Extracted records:
# # # #

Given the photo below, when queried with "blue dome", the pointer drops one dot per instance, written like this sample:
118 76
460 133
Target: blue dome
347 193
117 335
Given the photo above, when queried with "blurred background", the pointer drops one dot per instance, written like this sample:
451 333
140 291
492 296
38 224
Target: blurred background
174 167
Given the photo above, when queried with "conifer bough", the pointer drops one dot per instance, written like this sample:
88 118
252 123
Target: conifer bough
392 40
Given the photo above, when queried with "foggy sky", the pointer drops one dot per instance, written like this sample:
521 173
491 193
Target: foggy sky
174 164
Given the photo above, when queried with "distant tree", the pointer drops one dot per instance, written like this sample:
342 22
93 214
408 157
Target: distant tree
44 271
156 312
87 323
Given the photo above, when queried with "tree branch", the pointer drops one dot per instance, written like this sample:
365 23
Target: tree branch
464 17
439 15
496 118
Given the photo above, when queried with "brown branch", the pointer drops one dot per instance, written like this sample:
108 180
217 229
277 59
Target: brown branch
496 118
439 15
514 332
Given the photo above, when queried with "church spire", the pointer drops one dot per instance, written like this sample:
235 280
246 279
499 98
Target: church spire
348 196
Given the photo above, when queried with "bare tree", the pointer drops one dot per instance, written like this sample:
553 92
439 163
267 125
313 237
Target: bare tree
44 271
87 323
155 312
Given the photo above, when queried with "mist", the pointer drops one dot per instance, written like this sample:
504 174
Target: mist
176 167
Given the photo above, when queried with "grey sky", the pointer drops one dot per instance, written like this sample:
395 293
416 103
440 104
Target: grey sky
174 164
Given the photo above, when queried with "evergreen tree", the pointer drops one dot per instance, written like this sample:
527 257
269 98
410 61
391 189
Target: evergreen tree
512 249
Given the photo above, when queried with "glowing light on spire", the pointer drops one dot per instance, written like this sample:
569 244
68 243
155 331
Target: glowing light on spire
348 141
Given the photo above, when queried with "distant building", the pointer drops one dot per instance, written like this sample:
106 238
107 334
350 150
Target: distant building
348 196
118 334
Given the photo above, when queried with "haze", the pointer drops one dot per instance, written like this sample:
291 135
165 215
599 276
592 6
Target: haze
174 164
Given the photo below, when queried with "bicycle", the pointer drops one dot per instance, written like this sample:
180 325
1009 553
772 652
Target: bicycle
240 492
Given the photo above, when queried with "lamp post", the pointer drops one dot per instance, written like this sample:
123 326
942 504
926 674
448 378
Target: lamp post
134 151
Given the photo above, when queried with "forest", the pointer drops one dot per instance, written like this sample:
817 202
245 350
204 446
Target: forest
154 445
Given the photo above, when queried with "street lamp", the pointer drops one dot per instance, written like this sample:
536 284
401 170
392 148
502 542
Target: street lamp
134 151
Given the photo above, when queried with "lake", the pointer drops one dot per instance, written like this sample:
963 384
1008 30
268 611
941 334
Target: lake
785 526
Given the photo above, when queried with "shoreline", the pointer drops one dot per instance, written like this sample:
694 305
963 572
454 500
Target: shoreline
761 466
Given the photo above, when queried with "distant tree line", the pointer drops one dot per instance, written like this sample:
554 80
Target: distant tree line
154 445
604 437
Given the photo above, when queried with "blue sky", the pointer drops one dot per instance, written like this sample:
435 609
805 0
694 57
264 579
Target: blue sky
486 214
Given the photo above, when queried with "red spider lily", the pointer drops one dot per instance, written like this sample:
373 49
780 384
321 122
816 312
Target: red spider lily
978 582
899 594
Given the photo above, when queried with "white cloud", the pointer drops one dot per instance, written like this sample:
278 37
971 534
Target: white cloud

# # # #

=== WORK TASK ===
How many lines in the records hold the string "white"? Reply with the number only.

=== EXERCISE SOLUTION ===
2